#### What is needed
Answer these from the excerpt below, one line each:
(a) How much of the first quarter does Jude Bricker say is already sold?
(b) What share of summer volume do the currently visible bookings represent?
(c) Which place did Bricker worry about because of Ian's impact?

#### Excerpt

************

Ravi Shanker: Great to hear the strong commentary for 1Q. If you can just kind of give us a little more detail there. How far out the booking curve can you see? Can you see past spring break, maybe into early summer as well? Does it feel like even the tail end of that booking curve kind of continues to remain strong, just trying to get a better sense of what the rest of the year might look like?

Jude Bricker: The main thing that’s impacting the first quarter relative to the first quarter of last year is going to be the recovery in international demand. We have a sizable international network, traditionally, during the first quarter. Last year was affected heavily by Omicron. So we’re seeing strong demand across the Caribbean, Mexican market, Central America markets that’s sort of unprecedented from my experience, looking at traffic down there. We have really good insight. As Dave mentioned, we’re over 80% sold for the first quarter. So, there’s not a lot of variance there. Most of the variance in our first quarter revenue will come from how much charters were able to sell into the March period. Looking past the first quarter, April is pretty well clear at this point.

And it continues the same trend of fairly dramatic year-over-year revenue improvements. The summer, we have a little less insight on just because the summer relative to the first quarter tends to book more close in. And we shift our network to more domestic markets and shorter haul markets, but also tend to book more close in. But if all we’re looking at is unit revenue and fares and ancillary production, things like that, for the bookings that we can see, which again for the summer period is well below 20% of our volume, it’s very, very strong. I don’t see anything that would indicate €“ I can’t find any weakness across the network. I was concerned about Ian’s impact because Fort Myers is a big part of our network in March in particular and that area of the country is mostly recovered.

It’s still lagging the strength in other areas, but there’s really no weakness that I can find anywhere across our scheduled service network.

Ravi Shanker: That’s a pretty definitive statement. Maybe as a follow up to that, kind of sounds like the biggest impediment to kind of growing into that strength is going to be capacity. Can you just comment on what the pilot availability situation is like? And what do you expect in terms of maybe any headwinds there kind of easing in the next 12 months?

************

#### Stored data
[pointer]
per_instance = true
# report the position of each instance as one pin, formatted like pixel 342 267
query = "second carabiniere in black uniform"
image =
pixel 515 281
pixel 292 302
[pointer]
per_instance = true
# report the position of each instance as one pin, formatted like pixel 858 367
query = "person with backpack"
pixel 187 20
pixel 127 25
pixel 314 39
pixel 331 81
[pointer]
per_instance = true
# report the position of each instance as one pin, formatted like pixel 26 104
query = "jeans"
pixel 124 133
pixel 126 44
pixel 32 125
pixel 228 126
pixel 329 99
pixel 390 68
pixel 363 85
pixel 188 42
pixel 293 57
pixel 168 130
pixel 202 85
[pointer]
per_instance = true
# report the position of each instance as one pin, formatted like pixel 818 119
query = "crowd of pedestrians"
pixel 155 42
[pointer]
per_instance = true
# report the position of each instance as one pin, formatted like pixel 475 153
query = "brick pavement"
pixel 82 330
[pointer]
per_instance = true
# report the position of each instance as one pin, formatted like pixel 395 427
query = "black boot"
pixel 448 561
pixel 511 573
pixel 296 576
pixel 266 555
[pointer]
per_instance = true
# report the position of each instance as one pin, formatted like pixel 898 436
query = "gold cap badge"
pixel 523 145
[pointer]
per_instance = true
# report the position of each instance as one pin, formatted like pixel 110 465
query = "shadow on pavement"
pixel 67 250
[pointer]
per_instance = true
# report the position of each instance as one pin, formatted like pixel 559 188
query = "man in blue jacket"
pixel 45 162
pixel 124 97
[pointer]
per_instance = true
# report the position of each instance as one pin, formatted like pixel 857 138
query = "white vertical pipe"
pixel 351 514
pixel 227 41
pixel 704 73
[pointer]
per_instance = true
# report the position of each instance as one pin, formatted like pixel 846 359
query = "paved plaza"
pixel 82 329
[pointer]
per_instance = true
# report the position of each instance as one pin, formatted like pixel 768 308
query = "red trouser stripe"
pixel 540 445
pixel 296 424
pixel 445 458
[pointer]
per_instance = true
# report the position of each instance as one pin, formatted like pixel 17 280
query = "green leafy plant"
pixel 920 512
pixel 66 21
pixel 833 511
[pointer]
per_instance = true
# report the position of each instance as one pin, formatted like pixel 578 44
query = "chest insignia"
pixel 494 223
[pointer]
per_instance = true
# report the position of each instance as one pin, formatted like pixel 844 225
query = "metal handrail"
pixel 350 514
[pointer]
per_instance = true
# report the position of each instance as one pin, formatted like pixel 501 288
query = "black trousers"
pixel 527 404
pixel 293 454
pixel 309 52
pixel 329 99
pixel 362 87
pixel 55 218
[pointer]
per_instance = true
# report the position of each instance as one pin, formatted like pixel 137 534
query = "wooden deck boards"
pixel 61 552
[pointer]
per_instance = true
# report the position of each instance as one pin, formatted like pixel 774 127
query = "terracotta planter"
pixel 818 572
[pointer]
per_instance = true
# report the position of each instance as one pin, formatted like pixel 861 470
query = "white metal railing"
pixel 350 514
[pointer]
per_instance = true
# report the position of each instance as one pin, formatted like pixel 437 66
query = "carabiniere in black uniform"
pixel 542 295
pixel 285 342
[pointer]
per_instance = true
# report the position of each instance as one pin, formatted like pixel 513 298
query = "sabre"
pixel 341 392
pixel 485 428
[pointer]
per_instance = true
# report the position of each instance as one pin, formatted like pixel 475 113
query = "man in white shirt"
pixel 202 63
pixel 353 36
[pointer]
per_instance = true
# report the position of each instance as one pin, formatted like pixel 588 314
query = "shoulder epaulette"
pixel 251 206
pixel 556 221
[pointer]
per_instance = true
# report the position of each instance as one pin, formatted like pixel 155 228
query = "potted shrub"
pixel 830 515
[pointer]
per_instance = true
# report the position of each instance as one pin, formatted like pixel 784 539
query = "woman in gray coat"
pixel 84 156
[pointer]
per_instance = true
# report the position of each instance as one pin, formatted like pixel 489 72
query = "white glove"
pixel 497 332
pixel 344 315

************

#### Task result
(a) Over 80%.
(b) Well below 20%.
(c) Fort Myers.